#### Directives
A: Rewrite the paragraph beginning "Free-energy reaction barriers at room temperature" from the passage on the free-energy barrier for hydrogen abstraction from methane as a brief bulleted list that keeps its main facts.
B: Carry on the passage on the free-energy barrier for hydrogen abstraction from methane, starting right after its final sentence.

#### Source passage
____

Free-energy reaction barriers at room temperature are estimated using thermodynamic integration (section 2.1) with the constraint ξ_i corresponding to a set of O(oxo)–H(methane) distances. Fig. 4 shows the evolution of the corresponding mean force of the constraint as the distance between O(oxo) and H(methane) is progressively reduced. At large O(oxo)–H(methane) separations (3.6–2.7 Å), the mean force has a stable value of 5.7 kJ (mol⁻¹ Å⁻¹), which indicates a weak repulsion between these atoms. For shorter distances, the mean force increases and reaches a maximum of 52.0 kJ (mol⁻¹ Å⁻¹) at 1.8 Å. At shorter distances, the mean force decreases in consequence to the progressive formation of a covalent bond with O(oxo). The corresponding free energy profile, obtained from eqn (2) by numerical integration of the mean force is also shown in Fig. 4. The value of d_O(oxo)–H at which the mean force crosses the y axis (corresponding to a mechanical equilibrium between attractive and repulsive forces on the H atom) is 1.4 Å. We determine the free energy for the abstraction ΔG_abs = 38.3 kJ mol⁻¹, which corresponds to the maximum value of ΔG found at d_O(oxo)–H = 1.8 Å starting from 3.6 to 1.4 Å. Next, we estimate the enthalpy barrier ΔH_abs = 30.9 kJ mol⁻¹, which corresponds to the difference between the minimum and maximum of the total energy plotted in Fig. 5 and computed with CRYSTAL17. Then, we estimate a reaction entropy change ΔS_abs, defined as ΔG_abs andof −24.4 J (mol⁻¹ K⁻¹). A similar approach has previously been applied to estimate reaction entropies for FeO-catalysed H-abstraction reactions in water solution, which typically yields values of ΔS_abs of the order of 20 J (mol⁻¹ K⁻¹).²⁴ By comparison, we find that entropic effects in the H-abstraction are lower in our MOF environment than in water solution, a behavior that is consistent with the more ordered and rigid structure of this solid-state system. We will show in the next subsection that this finding is consistently observed as the reaction entropy increases when the rigidity of the system decreases upon the formation and detachment of the methanol molecule.

____

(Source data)
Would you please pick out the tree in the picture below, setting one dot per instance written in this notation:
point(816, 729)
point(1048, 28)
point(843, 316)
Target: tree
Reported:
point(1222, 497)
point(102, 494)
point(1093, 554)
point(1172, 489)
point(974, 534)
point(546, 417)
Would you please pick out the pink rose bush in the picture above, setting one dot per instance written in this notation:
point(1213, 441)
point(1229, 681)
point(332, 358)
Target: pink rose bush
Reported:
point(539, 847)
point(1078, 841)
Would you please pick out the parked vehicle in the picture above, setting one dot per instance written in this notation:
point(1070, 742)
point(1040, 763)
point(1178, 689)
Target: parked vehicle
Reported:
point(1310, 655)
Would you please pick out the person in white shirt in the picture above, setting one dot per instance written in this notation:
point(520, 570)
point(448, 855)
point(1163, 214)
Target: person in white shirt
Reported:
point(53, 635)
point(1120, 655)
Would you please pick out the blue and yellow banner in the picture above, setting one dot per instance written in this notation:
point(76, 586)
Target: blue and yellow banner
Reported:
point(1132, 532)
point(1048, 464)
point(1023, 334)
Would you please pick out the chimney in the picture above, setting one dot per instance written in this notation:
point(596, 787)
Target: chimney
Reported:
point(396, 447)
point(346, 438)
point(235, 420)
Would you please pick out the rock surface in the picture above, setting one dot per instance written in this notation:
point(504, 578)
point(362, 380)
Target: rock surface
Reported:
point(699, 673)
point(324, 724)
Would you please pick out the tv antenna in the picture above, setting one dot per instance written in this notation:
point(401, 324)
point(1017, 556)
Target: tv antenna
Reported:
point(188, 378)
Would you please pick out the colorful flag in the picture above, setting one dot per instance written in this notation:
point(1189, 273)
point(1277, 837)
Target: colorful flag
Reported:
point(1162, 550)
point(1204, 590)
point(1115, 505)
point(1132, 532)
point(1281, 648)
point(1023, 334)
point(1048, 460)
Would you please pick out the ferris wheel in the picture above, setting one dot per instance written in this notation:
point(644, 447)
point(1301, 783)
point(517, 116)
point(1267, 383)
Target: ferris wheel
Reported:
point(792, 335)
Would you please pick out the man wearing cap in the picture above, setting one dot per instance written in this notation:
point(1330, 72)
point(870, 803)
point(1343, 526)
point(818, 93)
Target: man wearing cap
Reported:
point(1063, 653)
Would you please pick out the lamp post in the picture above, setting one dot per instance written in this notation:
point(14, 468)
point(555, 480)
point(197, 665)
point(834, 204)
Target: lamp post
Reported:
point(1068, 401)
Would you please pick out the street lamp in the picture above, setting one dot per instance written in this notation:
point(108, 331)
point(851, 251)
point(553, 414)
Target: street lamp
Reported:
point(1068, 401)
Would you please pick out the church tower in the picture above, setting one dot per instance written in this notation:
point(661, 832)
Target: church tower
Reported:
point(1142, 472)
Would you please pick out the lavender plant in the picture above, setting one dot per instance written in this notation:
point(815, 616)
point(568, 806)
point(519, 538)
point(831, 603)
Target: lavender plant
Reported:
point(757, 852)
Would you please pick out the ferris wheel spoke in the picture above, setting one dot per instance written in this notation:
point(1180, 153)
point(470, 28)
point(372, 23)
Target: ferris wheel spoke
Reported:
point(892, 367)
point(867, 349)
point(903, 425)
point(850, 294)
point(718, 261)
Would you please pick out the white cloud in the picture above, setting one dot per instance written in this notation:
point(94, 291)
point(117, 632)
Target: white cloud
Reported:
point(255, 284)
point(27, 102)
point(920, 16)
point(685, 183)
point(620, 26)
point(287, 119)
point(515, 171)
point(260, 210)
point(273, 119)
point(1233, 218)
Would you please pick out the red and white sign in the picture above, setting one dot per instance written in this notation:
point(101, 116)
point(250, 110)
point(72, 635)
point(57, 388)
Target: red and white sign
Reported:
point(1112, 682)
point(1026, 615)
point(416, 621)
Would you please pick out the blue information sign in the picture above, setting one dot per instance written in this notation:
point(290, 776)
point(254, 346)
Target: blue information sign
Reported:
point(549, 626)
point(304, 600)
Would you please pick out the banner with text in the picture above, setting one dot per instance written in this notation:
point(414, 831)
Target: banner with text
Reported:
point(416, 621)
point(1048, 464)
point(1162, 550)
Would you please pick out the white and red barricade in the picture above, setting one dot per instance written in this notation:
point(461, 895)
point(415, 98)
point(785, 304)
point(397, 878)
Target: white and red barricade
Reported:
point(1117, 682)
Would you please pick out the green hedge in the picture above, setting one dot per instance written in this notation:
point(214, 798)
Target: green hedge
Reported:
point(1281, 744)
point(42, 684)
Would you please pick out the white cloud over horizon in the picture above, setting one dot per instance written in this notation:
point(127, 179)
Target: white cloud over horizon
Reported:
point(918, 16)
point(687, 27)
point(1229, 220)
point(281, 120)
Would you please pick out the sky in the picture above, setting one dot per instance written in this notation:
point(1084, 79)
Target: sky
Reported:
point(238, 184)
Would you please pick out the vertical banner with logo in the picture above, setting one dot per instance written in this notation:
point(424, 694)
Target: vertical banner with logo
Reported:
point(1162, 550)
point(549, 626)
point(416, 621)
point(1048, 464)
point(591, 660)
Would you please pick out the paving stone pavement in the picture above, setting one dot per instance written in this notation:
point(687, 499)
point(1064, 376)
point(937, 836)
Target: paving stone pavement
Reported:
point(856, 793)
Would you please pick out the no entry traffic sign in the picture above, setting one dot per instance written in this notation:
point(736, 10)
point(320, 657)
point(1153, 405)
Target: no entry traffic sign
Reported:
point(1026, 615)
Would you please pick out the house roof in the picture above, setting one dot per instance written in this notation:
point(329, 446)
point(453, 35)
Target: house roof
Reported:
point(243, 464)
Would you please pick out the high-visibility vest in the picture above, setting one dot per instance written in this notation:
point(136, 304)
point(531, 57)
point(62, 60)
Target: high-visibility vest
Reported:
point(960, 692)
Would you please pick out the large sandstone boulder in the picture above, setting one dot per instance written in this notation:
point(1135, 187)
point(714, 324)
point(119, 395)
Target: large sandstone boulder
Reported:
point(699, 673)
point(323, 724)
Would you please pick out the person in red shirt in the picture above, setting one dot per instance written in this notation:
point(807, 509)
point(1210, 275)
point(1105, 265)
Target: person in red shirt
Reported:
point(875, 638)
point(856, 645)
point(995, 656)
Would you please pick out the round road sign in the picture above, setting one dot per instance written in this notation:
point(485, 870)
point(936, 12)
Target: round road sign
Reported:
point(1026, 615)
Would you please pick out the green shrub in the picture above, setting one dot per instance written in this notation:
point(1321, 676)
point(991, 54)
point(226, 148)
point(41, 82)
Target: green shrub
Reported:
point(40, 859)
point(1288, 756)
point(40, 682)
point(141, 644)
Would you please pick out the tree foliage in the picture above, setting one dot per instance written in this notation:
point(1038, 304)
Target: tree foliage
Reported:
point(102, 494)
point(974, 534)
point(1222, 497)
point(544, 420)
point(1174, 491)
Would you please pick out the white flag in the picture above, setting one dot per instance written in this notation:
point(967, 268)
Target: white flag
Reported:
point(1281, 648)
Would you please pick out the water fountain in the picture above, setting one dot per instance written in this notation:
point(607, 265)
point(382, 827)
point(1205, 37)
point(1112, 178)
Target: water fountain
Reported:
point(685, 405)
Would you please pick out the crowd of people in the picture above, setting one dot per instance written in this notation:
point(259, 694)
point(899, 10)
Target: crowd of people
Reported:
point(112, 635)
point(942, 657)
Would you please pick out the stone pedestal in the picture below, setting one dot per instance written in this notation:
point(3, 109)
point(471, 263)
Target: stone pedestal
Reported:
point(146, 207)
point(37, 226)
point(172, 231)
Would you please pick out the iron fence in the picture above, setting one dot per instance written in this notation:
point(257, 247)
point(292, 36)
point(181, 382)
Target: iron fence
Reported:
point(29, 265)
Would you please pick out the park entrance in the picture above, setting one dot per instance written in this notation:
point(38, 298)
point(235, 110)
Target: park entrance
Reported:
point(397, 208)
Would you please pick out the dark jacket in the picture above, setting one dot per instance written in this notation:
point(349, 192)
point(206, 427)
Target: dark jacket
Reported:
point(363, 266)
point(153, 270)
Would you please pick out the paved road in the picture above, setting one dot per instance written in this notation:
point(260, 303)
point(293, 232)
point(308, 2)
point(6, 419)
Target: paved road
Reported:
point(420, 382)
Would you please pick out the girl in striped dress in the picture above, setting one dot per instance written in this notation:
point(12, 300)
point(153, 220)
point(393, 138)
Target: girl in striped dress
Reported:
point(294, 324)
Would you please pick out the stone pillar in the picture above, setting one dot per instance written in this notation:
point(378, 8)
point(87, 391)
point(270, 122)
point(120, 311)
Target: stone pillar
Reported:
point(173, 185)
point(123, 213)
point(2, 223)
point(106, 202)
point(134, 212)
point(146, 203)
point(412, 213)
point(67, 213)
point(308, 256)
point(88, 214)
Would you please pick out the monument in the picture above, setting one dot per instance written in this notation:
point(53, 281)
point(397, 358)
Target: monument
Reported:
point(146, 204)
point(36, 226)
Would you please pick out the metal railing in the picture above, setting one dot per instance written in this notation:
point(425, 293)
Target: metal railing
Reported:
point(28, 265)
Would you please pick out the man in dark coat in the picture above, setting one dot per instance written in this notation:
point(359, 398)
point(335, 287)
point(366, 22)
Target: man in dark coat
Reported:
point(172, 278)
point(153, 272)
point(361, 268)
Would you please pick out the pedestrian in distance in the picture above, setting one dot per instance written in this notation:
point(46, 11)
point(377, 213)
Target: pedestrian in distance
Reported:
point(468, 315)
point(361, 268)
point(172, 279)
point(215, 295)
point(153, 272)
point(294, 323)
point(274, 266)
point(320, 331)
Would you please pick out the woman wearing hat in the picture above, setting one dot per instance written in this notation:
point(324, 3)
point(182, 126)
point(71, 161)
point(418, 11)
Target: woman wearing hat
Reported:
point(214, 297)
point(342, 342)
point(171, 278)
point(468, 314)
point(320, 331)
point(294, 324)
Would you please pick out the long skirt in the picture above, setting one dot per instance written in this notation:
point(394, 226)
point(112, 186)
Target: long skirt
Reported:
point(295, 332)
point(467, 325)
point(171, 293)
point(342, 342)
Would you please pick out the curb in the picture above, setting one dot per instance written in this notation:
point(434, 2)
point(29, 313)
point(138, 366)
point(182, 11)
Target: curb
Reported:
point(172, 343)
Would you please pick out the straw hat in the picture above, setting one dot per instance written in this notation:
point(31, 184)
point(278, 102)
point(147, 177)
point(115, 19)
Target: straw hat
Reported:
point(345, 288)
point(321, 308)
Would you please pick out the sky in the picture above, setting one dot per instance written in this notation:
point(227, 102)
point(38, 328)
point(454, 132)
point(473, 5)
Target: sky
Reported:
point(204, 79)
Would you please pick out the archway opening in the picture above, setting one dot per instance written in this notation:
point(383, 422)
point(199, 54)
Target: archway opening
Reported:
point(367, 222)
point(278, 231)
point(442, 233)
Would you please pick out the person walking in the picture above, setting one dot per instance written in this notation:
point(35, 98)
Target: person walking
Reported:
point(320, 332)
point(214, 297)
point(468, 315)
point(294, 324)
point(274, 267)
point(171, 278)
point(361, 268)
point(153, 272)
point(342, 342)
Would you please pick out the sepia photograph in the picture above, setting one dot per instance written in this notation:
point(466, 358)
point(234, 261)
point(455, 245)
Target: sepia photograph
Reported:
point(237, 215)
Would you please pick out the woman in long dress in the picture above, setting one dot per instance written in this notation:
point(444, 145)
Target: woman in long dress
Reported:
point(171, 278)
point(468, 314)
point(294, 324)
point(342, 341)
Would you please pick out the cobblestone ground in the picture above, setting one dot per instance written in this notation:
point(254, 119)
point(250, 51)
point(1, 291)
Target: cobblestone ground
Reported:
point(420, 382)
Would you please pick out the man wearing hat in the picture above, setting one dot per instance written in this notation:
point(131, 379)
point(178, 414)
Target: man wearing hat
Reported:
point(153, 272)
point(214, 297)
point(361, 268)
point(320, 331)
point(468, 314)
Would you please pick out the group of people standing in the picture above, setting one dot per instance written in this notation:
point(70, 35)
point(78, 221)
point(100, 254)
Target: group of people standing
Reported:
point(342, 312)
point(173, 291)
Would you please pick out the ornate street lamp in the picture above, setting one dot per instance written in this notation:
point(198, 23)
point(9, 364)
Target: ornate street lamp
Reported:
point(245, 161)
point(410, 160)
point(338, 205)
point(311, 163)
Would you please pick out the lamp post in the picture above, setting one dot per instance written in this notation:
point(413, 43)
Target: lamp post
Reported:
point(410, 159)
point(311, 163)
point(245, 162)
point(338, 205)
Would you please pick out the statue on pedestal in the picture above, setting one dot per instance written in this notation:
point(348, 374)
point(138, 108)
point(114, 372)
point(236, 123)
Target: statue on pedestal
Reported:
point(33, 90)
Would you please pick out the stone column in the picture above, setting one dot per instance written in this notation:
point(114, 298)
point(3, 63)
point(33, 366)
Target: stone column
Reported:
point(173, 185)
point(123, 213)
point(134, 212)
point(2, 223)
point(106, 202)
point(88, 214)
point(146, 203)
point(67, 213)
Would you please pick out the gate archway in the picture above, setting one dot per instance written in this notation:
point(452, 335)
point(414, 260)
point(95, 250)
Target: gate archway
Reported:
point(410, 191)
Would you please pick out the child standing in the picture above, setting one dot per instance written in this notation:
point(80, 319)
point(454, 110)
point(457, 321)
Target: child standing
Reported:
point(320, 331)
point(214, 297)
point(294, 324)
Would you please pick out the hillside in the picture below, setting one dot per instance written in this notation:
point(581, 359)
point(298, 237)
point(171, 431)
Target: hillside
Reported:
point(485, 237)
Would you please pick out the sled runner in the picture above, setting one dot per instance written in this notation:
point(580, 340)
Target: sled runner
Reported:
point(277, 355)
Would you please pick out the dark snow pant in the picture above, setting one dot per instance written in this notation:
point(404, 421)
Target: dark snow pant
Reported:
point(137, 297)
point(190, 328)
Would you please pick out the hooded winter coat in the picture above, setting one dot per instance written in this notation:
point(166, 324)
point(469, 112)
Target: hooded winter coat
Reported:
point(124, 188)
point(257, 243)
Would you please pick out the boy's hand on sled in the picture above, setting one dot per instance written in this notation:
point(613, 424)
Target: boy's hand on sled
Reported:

____

#### Answers for the tasks
A:
- Free-energy barriers at room temperature are estimated by thermodynamic integration, constraining a set of O(oxo)–H(methane) distances.
- From 3.6 to 2.7 Å, the mean force holds steady at 5.7 kJ (mol⁻¹ Å⁻¹), indicating weak repulsion.
- At shorter distances, the mean force rises to a maximum of 52.0 kJ (mol⁻¹ Å⁻¹) at 1.8 Å. It then falls as a covalent bond forms with O(oxo).
- The mean force crosses the y axis at 1.4 Å, where attractive and repulsive forces on the H atom balance.
- The abstraction free energy ΔG_abs is 38.3 kJ mol⁻¹, the maximum of ΔG at 1.8 Å over the range from 3.6 to 1.4 Å.
- The enthalpy barrier ΔH_abs is 30.9 kJ mol⁻¹, taken from the total energy computed with CRYSTAL17.
- The reaction entropy change ΔS_abs is −24.4 J (mol⁻¹ K⁻¹).
- Similar estimates for FeO-catalysed H-abstraction in water solution typically give ΔS_abs values of about 20 J (mol⁻¹ K⁻¹).
- Entropic effects are lower in the MOF than in water solution, which is consistent with the MOF's more ordered and rigid solid-state structure.
- The next subsection will show reaction entropy increasing as the system's rigidity decreases when the methanol molecule forms and detaches.

B:
Fig. 4 Mean force f_O(oxo)–H of constraint, abstraction free energy ΔG_abs, and distance between the methane's carbon and hydrogen d_C–Hvs. the distance between the O(oxo) and this hydrogen obtained with AIMD using CP2k.

Fig. 5 The difference of the total (ΔE_DFT+disp), DFT (ΔE_EDFT), and long-range dispersion (Δ_disp) energies with respect to their values at 3.6 Å, and the distance between the central carbon atom with the reactive hydrogen (d_C–H) vs. the distance between the O(oxo) and methane's hydrogen obtained with CRYSTAL17 with the functional HSE06 during the abstraction step.

It is also interesting to observe that the entropic contribution in the case of MOF-74 is slightly negative, which indicates that the H-abstraction could be kinetically more favourable at low temperatures, although a more detailed analysis of the reaction free energy barrier as a function of temperature would be required to identify an optimal temperature range.

3.2 Rebound step: formation of the methanol molecule

Once the hydrogen atom has been transferred to O(oxo) (d_O(oxo)–H = 1.07 Å), we proceed to model with AIMD simulations the rebound step, in which the CH₃ radical approaches the O(oxo)–H group to form a methanol molecule. As in the previous section, AIMD simulations are carried out at constant volume and at a temperature of 300 K, with the constraint ξ set equal to the distance between O(oxo) and the C atom of the CH₃˙ radical. ξ varies over the distance range 3.8–1.3 Å, to yield the corresponding force of the constraint f_O–C, starting from the initial position of 3.2 Å. The calculated mean force of the constraint is shown in Fig. 6(a) and the corresponding free energy in Fig. 6(b).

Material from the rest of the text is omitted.